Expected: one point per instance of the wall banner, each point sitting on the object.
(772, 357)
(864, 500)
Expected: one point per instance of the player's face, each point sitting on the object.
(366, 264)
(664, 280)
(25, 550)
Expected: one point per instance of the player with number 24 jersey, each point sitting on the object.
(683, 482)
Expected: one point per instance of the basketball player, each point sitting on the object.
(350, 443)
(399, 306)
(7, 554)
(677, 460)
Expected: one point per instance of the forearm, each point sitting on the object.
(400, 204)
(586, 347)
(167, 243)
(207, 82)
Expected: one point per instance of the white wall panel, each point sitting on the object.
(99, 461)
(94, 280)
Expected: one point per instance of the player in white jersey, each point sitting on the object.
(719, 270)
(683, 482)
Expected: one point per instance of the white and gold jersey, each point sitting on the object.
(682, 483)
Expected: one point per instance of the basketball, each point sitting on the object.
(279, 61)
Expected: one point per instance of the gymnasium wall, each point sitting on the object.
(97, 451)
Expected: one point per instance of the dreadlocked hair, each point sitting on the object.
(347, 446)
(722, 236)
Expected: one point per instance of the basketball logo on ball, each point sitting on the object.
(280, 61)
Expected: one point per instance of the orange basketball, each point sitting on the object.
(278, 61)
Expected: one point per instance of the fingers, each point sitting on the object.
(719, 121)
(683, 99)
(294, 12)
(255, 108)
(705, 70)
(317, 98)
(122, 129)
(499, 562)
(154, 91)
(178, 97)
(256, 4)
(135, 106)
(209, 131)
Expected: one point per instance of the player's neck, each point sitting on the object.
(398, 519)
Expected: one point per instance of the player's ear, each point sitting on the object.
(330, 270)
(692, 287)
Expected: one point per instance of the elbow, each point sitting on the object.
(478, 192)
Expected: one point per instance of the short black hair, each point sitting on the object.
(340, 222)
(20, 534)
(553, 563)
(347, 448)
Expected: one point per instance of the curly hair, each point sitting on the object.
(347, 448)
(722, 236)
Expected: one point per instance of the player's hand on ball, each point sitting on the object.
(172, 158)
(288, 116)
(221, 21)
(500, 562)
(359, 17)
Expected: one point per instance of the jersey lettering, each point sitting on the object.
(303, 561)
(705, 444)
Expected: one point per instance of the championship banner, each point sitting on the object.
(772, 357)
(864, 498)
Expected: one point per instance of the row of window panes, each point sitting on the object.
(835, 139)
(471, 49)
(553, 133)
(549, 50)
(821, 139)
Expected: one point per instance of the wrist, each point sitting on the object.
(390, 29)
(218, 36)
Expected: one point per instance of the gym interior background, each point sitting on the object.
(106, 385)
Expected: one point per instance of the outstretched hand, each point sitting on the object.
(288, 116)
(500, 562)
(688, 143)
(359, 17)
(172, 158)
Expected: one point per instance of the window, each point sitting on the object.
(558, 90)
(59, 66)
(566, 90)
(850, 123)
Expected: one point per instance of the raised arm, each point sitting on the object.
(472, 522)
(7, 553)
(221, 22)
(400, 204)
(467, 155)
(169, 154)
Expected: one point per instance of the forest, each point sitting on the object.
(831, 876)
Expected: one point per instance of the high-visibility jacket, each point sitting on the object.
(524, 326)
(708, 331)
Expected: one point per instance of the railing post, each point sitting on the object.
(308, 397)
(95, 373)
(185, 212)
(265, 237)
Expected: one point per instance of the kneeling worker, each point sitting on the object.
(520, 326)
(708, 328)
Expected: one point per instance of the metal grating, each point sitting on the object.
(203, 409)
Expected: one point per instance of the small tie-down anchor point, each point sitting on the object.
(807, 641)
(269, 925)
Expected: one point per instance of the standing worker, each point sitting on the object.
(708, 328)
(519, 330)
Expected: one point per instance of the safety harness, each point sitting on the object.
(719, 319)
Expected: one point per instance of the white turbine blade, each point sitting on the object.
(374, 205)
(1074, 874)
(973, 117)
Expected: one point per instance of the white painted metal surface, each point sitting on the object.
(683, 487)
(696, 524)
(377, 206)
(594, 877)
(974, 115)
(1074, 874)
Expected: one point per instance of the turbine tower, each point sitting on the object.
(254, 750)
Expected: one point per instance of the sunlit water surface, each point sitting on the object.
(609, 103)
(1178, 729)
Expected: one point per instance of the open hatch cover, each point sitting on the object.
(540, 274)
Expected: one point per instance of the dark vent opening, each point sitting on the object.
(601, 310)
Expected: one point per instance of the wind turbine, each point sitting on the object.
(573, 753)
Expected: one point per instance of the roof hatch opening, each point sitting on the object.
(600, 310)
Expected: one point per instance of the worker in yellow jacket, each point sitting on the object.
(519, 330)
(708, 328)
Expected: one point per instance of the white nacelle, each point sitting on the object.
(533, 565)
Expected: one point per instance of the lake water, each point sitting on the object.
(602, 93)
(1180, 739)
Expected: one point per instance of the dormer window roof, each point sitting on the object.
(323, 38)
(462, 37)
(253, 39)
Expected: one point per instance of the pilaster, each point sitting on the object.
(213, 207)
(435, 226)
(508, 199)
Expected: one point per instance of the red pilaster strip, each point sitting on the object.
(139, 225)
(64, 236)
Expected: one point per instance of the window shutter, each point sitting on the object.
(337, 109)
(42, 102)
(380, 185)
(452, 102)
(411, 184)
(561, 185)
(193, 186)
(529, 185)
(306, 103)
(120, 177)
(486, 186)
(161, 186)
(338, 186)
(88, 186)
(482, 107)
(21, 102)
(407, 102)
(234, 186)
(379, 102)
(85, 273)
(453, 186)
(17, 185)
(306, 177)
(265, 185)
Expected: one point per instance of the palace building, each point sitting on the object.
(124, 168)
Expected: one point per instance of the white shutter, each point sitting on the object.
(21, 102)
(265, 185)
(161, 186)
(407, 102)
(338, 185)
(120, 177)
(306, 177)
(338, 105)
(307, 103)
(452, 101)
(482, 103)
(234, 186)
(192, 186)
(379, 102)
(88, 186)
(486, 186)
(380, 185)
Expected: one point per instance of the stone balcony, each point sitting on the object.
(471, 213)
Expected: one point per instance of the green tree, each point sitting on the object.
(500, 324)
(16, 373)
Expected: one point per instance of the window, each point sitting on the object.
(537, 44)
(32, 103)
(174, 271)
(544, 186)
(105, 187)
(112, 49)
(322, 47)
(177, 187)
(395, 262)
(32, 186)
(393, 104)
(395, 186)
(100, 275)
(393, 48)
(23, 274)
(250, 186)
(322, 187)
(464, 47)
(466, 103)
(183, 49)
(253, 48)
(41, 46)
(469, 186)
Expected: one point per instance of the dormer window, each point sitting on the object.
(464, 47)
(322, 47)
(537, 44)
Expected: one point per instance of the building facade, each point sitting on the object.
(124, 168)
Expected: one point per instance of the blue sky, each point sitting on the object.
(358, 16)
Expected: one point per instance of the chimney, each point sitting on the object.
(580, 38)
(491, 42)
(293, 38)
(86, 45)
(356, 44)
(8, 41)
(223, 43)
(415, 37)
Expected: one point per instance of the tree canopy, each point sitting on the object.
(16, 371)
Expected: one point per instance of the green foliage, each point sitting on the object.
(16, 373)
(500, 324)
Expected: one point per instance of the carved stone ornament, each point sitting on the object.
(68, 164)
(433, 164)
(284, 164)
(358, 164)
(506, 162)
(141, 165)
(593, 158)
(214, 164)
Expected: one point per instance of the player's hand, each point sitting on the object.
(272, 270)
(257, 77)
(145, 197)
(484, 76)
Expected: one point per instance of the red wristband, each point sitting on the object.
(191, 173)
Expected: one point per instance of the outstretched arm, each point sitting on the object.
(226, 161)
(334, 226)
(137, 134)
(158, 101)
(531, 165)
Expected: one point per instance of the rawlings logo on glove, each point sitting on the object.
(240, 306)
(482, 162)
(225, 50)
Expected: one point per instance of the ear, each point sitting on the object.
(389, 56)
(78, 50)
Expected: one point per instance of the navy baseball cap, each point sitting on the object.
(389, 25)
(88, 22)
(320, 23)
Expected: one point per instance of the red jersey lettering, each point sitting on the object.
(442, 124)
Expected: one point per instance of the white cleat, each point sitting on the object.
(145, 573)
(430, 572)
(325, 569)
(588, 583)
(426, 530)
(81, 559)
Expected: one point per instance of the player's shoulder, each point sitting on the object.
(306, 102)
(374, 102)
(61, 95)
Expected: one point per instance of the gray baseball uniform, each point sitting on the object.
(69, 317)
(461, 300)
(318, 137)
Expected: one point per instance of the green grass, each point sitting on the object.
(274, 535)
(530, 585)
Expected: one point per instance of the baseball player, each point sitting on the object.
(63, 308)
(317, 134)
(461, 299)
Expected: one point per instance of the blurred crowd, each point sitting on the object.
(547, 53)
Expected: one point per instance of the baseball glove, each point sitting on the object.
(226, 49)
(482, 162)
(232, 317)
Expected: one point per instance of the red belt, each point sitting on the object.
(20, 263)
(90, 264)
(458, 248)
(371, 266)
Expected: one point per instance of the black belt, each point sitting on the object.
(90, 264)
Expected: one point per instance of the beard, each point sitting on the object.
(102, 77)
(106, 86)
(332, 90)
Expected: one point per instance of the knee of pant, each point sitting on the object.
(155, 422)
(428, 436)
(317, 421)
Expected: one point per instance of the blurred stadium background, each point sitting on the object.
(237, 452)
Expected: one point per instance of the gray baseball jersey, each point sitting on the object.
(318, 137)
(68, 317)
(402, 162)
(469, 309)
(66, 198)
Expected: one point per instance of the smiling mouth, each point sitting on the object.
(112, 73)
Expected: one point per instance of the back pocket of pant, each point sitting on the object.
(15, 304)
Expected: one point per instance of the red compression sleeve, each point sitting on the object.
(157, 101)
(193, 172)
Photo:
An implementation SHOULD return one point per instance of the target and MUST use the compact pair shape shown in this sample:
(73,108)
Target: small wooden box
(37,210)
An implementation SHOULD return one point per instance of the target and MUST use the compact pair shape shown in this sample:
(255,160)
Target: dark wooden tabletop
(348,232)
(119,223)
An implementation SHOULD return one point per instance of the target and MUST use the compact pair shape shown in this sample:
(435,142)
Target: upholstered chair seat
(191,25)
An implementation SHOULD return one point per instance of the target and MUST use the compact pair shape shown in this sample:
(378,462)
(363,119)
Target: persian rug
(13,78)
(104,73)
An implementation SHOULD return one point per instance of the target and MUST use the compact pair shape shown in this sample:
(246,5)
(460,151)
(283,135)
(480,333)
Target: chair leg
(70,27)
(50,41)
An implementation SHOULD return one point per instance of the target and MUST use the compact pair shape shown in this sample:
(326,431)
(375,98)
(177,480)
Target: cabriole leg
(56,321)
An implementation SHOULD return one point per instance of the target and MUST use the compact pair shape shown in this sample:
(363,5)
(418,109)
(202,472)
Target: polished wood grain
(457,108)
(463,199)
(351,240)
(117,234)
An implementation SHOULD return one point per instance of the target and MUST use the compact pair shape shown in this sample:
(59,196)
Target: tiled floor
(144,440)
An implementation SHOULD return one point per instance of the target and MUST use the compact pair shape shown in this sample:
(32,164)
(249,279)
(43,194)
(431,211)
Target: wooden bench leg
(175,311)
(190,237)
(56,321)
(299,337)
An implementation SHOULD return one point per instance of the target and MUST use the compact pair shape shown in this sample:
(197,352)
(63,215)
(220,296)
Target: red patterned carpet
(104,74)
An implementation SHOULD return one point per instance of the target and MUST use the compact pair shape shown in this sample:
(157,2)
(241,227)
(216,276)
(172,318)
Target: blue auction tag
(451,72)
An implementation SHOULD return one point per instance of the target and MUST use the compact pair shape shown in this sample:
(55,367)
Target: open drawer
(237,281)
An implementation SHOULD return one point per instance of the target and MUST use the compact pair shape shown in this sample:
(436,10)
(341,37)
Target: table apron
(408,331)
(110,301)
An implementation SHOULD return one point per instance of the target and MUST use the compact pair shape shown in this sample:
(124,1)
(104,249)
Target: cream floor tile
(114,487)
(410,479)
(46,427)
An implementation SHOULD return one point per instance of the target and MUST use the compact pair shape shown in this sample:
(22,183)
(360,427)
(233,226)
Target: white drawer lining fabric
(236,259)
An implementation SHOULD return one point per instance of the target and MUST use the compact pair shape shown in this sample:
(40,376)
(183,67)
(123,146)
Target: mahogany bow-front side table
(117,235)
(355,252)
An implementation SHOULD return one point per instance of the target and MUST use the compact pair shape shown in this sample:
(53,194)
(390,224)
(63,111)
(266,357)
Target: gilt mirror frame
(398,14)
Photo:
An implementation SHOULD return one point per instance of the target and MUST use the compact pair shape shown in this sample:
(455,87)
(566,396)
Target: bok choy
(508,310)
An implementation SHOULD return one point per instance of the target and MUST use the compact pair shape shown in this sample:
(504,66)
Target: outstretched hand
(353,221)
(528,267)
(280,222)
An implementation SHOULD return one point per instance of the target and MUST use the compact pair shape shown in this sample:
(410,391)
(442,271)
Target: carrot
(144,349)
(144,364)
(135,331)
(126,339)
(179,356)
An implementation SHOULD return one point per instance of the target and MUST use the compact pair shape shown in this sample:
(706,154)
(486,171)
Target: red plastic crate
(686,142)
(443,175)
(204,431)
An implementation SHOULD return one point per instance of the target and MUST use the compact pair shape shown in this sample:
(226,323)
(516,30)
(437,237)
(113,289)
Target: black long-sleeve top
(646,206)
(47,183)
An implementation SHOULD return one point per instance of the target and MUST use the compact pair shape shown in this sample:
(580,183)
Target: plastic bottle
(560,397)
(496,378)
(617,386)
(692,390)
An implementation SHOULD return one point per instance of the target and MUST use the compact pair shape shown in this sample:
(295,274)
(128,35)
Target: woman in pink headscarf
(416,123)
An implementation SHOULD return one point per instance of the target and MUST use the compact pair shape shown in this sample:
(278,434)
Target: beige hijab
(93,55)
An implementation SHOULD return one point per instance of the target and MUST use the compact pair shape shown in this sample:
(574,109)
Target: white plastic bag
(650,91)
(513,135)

▸ Work required:
Having located the line containing "Target: black long-sleeve top", set it down along with every line after it through the end of the data, reproducing each exactly.

▸ Written reply:
Target: black long-sleeve top
(646,206)
(47,183)
An implementation SHOULD return one point per instance of the target and MUST use the compact pair shape shown in this sample:
(580,183)
Target: plastic bottle
(560,397)
(496,378)
(617,386)
(692,390)
An implementation SHOULD return one point per instance of the target and MUST use the compact pair shape shown in this sample:
(295,274)
(128,35)
Target: woman in pink headscarf
(416,123)
An implementation SHOULD return one point per instance of the target and MUST use the compact pair shape shown in this sample:
(278,434)
Target: beige hijab
(93,55)
An implementation SHOULD return one point per instance of the target and MUST use the compact pair shape shown in this sample:
(574,109)
Target: white plastic bag
(650,91)
(513,135)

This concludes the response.